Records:
──────────
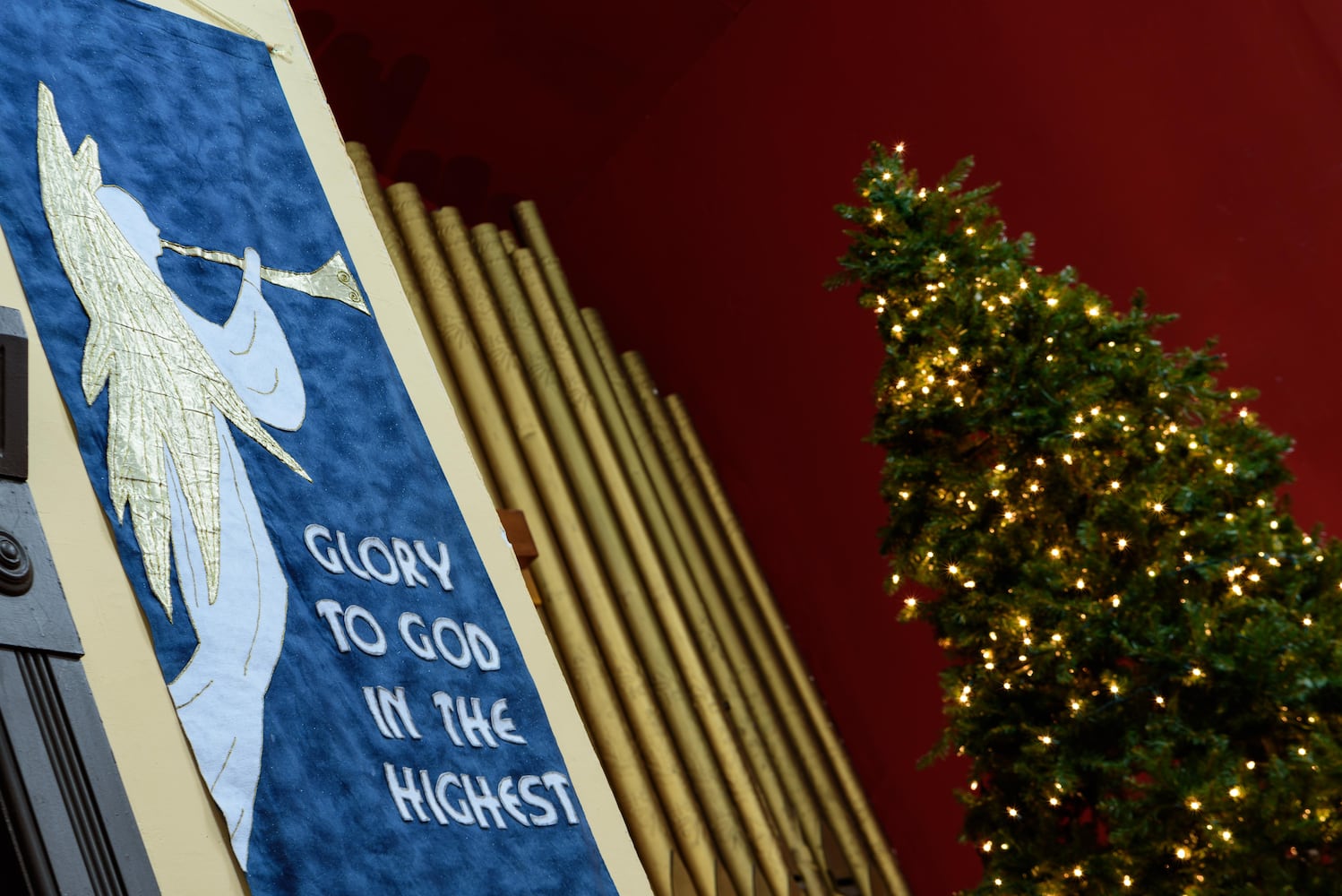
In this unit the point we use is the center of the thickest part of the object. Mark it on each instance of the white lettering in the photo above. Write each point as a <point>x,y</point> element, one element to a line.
<point>420,648</point>
<point>404,794</point>
<point>349,561</point>
<point>355,613</point>
<point>366,547</point>
<point>441,566</point>
<point>406,560</point>
<point>329,561</point>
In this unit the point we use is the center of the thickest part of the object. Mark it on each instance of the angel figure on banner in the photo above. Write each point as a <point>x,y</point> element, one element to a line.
<point>178,388</point>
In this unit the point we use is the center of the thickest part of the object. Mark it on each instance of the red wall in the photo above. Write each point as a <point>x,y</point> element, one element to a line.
<point>1191,149</point>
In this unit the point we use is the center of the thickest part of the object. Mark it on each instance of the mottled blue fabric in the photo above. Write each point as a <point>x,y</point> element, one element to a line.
<point>191,119</point>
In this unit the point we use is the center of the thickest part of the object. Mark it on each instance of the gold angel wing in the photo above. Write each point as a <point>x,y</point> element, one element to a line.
<point>163,383</point>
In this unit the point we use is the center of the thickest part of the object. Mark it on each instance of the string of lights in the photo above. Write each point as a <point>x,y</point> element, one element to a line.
<point>1145,648</point>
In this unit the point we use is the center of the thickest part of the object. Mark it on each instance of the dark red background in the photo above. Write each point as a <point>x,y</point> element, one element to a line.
<point>686,154</point>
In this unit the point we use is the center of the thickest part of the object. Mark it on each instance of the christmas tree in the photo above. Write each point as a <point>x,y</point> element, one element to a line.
<point>1147,659</point>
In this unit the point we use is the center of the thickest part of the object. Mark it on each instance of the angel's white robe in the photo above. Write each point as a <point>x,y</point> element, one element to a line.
<point>220,693</point>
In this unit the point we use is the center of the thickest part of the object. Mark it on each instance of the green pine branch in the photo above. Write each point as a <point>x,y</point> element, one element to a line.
<point>1145,647</point>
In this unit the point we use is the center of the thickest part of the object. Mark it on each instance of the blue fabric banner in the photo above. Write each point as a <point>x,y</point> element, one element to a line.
<point>340,661</point>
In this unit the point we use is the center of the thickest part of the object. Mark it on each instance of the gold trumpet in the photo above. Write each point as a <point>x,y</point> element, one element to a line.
<point>331,280</point>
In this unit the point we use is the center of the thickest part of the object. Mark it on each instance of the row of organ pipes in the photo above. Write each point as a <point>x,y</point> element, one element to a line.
<point>717,745</point>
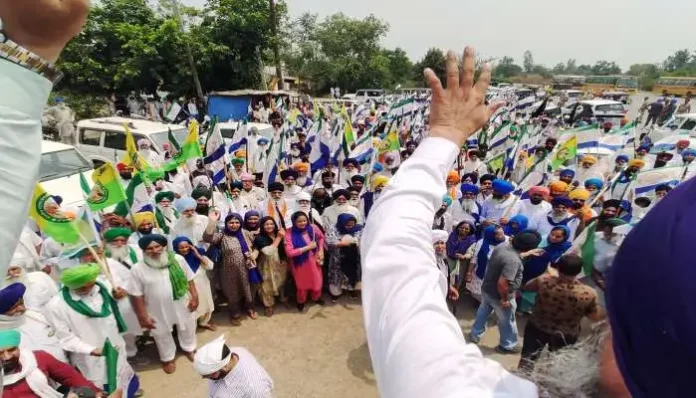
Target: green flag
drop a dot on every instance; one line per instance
(587, 249)
(110, 355)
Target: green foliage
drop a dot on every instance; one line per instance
(433, 59)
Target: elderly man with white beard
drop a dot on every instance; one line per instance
(340, 206)
(165, 214)
(304, 204)
(191, 224)
(121, 258)
(164, 294)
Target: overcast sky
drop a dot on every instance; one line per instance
(625, 31)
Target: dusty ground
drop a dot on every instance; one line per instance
(322, 353)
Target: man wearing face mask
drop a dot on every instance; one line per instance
(340, 206)
(351, 168)
(289, 177)
(368, 199)
(126, 174)
(536, 205)
(304, 204)
(190, 224)
(276, 206)
(231, 371)
(501, 205)
(64, 118)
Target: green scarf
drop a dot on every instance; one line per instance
(108, 307)
(177, 277)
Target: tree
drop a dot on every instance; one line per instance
(528, 62)
(433, 59)
(606, 68)
(506, 68)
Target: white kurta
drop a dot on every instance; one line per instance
(80, 335)
(407, 321)
(123, 279)
(332, 212)
(192, 231)
(155, 285)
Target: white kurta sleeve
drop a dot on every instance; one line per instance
(22, 99)
(416, 345)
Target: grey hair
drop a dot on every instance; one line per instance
(572, 372)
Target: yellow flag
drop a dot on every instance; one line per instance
(132, 157)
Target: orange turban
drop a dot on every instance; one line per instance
(558, 187)
(453, 176)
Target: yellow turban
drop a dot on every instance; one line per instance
(301, 167)
(640, 163)
(453, 176)
(558, 186)
(589, 159)
(78, 276)
(143, 217)
(580, 193)
(379, 180)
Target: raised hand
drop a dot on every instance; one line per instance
(459, 110)
(43, 26)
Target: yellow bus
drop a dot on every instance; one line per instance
(597, 84)
(678, 86)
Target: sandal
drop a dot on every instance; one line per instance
(209, 326)
(169, 367)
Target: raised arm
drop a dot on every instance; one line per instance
(416, 345)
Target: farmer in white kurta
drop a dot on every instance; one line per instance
(121, 258)
(199, 264)
(85, 314)
(164, 295)
(190, 224)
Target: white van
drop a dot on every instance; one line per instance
(59, 172)
(104, 139)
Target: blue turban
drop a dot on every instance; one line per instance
(568, 172)
(594, 181)
(10, 295)
(502, 187)
(185, 204)
(622, 157)
(562, 200)
(469, 188)
(653, 338)
(688, 151)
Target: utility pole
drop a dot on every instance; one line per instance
(276, 50)
(189, 54)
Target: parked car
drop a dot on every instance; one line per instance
(104, 139)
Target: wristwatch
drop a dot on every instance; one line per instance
(13, 52)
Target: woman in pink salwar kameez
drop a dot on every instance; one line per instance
(304, 245)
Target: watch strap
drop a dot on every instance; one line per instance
(13, 52)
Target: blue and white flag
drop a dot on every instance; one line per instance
(216, 159)
(240, 137)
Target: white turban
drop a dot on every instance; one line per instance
(303, 196)
(40, 289)
(439, 236)
(207, 359)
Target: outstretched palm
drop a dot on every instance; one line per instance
(459, 110)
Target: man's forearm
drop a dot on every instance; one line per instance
(22, 99)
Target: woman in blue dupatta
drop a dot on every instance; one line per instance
(199, 263)
(480, 254)
(557, 243)
(458, 242)
(238, 280)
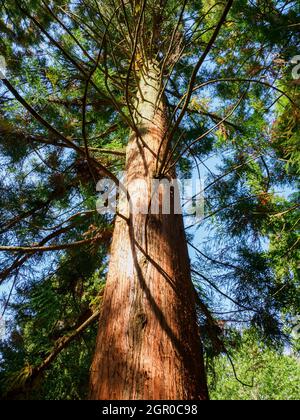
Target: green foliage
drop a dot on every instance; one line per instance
(78, 66)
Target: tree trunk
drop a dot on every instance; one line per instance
(148, 344)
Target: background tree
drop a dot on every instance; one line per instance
(96, 87)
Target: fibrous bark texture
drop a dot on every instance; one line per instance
(148, 344)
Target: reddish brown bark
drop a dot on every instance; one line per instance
(148, 344)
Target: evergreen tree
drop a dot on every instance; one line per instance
(160, 90)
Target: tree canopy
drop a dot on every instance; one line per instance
(67, 108)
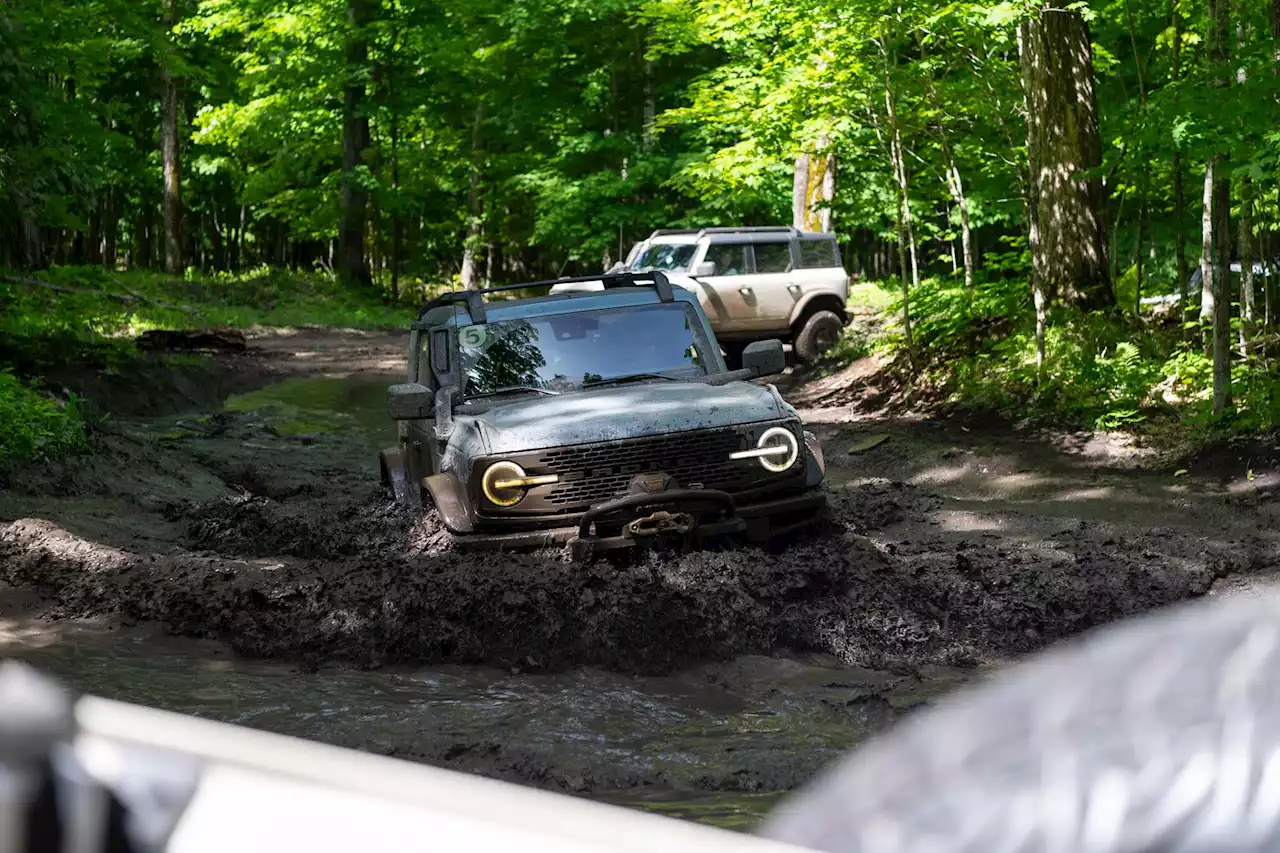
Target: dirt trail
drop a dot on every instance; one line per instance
(260, 525)
(265, 528)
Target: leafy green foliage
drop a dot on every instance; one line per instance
(33, 425)
(1107, 372)
(113, 305)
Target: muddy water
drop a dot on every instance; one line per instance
(717, 744)
(263, 527)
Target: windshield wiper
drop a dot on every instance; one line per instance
(630, 377)
(513, 389)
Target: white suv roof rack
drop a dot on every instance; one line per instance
(744, 229)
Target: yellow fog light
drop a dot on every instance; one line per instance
(504, 483)
(777, 450)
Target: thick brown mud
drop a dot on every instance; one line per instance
(261, 528)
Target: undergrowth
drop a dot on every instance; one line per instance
(86, 318)
(33, 425)
(1102, 370)
(96, 302)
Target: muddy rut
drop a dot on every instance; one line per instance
(265, 528)
(260, 527)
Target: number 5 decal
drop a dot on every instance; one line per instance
(472, 337)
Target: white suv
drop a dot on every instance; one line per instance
(754, 283)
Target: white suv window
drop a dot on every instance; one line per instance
(772, 258)
(673, 256)
(728, 259)
(817, 254)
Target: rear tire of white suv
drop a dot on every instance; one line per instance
(817, 334)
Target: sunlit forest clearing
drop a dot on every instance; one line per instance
(1061, 214)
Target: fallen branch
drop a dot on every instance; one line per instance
(128, 297)
(64, 288)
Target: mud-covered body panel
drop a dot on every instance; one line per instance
(572, 452)
(630, 411)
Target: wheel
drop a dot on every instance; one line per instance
(397, 479)
(817, 334)
(1157, 734)
(734, 354)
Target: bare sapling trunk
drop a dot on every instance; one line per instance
(1247, 283)
(1175, 18)
(1217, 232)
(1069, 256)
(470, 274)
(169, 151)
(352, 264)
(897, 155)
(956, 187)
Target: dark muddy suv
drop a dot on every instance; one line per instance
(603, 419)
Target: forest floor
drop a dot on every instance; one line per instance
(256, 520)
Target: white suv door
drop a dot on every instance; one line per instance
(722, 295)
(768, 290)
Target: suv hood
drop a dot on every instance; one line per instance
(626, 411)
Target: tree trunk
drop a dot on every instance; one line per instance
(1175, 18)
(1221, 243)
(814, 187)
(650, 101)
(956, 188)
(470, 272)
(397, 220)
(1069, 255)
(1248, 310)
(1207, 268)
(1217, 240)
(95, 233)
(173, 259)
(897, 155)
(110, 226)
(352, 267)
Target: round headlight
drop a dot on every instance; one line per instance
(784, 446)
(497, 484)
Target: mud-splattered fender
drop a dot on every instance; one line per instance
(449, 497)
(816, 464)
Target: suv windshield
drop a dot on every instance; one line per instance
(567, 351)
(666, 256)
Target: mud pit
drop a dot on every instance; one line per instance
(260, 529)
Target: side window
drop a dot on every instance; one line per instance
(730, 260)
(818, 254)
(772, 258)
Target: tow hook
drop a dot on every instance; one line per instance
(659, 523)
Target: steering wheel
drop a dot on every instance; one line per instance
(1155, 734)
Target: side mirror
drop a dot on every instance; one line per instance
(410, 401)
(764, 357)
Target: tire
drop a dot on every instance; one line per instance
(818, 333)
(734, 354)
(1159, 734)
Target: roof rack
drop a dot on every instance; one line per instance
(475, 302)
(736, 229)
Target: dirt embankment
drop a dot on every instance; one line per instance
(938, 548)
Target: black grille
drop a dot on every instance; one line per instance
(594, 473)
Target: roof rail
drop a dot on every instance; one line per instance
(727, 229)
(475, 304)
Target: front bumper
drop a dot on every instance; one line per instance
(714, 515)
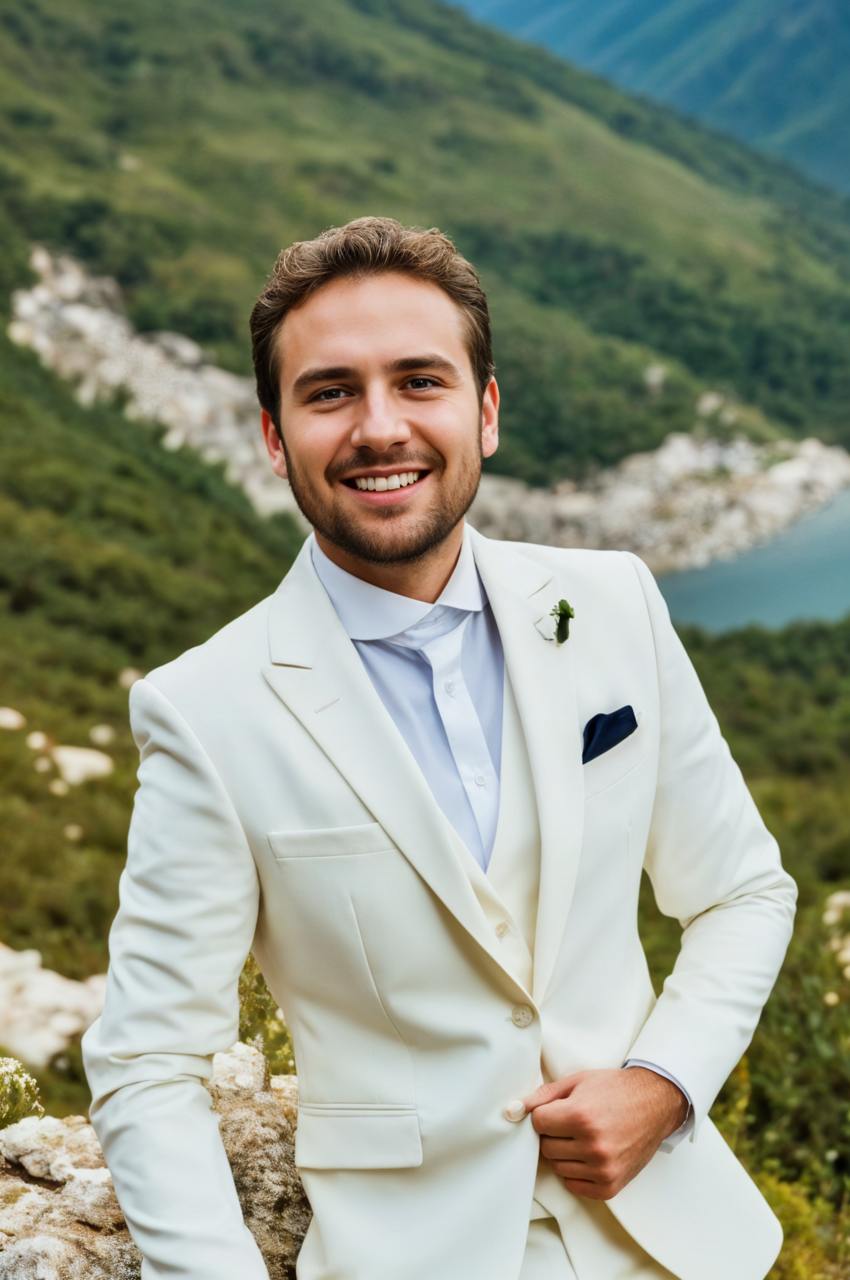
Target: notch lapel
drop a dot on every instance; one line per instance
(319, 676)
(318, 673)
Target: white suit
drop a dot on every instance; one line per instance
(279, 810)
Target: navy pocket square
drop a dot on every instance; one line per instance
(604, 730)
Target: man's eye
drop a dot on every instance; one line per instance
(328, 391)
(325, 392)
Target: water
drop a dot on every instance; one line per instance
(803, 572)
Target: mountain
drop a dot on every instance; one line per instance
(178, 149)
(771, 72)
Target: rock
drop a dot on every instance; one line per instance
(69, 1226)
(81, 763)
(42, 1011)
(689, 502)
(101, 735)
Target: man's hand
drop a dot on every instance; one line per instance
(599, 1128)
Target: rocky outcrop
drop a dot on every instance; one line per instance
(681, 506)
(60, 1219)
(694, 499)
(40, 1010)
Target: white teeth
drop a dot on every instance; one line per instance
(396, 481)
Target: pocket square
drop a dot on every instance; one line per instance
(604, 730)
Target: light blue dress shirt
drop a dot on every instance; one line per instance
(439, 671)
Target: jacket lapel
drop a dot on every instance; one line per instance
(318, 673)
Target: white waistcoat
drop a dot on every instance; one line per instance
(507, 892)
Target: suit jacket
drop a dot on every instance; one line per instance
(279, 810)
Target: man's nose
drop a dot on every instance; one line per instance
(379, 424)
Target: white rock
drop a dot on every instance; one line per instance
(41, 1010)
(101, 735)
(81, 763)
(689, 502)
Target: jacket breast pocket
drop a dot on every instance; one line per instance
(362, 837)
(604, 771)
(353, 1136)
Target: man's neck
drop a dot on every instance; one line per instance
(420, 580)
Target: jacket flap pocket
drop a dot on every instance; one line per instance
(364, 837)
(338, 1137)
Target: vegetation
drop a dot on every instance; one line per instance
(609, 233)
(771, 73)
(119, 553)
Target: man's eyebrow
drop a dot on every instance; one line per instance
(397, 366)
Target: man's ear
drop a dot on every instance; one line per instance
(273, 444)
(490, 419)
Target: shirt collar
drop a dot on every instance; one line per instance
(370, 612)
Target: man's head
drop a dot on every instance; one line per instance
(371, 352)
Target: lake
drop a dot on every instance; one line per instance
(803, 572)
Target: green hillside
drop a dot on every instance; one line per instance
(179, 147)
(583, 209)
(771, 73)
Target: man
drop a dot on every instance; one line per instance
(420, 782)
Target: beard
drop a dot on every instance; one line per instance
(414, 536)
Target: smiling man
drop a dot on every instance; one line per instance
(426, 813)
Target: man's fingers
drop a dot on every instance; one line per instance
(566, 1148)
(552, 1089)
(575, 1169)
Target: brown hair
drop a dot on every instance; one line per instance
(365, 246)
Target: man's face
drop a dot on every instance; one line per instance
(350, 408)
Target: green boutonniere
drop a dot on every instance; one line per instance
(562, 612)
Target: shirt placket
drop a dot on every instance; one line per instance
(464, 730)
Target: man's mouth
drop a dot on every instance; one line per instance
(383, 481)
(388, 488)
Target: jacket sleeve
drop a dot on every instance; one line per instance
(188, 899)
(716, 868)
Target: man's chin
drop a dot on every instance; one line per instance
(387, 543)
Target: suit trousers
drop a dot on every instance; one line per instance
(547, 1258)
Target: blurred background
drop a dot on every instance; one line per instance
(657, 197)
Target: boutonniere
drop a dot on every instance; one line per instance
(562, 612)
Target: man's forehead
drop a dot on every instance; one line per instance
(388, 330)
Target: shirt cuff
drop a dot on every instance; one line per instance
(673, 1138)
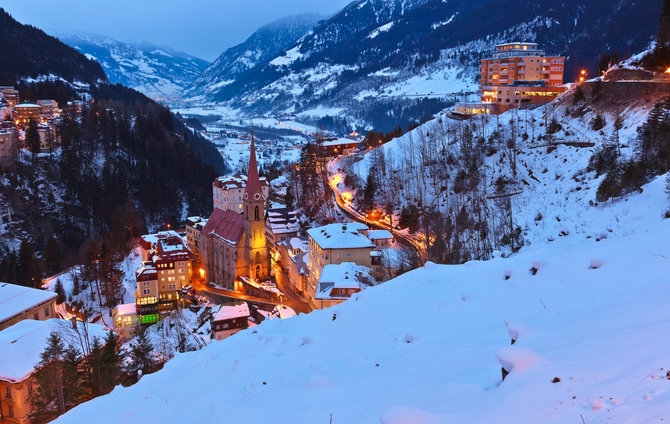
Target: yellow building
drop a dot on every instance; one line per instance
(26, 112)
(18, 303)
(235, 245)
(159, 279)
(194, 226)
(335, 244)
(20, 349)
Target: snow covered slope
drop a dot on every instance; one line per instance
(156, 71)
(267, 42)
(391, 62)
(589, 327)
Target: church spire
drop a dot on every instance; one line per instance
(253, 182)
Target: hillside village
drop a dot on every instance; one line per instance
(509, 252)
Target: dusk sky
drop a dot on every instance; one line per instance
(204, 28)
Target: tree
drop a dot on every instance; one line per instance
(141, 354)
(49, 400)
(111, 357)
(369, 192)
(28, 267)
(289, 198)
(663, 35)
(33, 138)
(60, 292)
(52, 255)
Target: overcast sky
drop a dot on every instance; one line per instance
(204, 28)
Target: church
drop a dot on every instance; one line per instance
(233, 244)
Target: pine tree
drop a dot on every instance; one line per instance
(52, 255)
(28, 267)
(663, 36)
(60, 291)
(33, 138)
(49, 401)
(141, 354)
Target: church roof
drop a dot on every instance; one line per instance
(227, 225)
(253, 182)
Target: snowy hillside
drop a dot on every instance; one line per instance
(588, 321)
(390, 62)
(265, 43)
(155, 71)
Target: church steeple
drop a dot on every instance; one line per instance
(253, 182)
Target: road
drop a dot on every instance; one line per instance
(219, 294)
(352, 213)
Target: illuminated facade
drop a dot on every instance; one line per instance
(520, 73)
(234, 245)
(160, 278)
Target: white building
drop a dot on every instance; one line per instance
(228, 192)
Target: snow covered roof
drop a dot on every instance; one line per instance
(126, 309)
(238, 310)
(15, 299)
(27, 105)
(339, 236)
(346, 275)
(22, 344)
(226, 225)
(379, 234)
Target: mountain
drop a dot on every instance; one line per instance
(380, 63)
(266, 43)
(28, 52)
(151, 168)
(584, 335)
(156, 71)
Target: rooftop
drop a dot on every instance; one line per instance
(379, 234)
(339, 236)
(346, 275)
(232, 311)
(22, 344)
(227, 225)
(15, 299)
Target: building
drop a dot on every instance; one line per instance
(234, 245)
(338, 282)
(281, 224)
(26, 112)
(48, 109)
(166, 270)
(47, 135)
(230, 319)
(194, 226)
(294, 260)
(18, 303)
(8, 146)
(334, 244)
(11, 94)
(126, 321)
(21, 346)
(228, 192)
(518, 74)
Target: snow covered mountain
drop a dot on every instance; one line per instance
(156, 71)
(580, 325)
(390, 62)
(267, 42)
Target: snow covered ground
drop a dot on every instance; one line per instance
(428, 347)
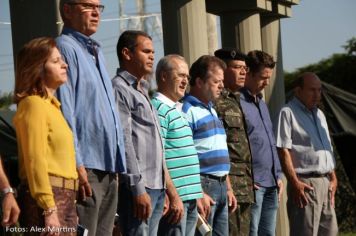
──────────
| Stated problem |
Please repeat the items word for word, starting from the beginning and going on through the line with "<point>329,561</point>", both ends included. Leave out the pictures.

| Reply to the exercise |
In this unit the point we use is the center of the thickest part of the object. Mark it on each instance of the white lettering in the photo above. Write each point as a <point>x,y</point> element, one element to a line.
<point>420,648</point>
<point>404,794</point>
<point>349,561</point>
<point>355,613</point>
<point>366,547</point>
<point>441,566</point>
<point>406,560</point>
<point>329,561</point>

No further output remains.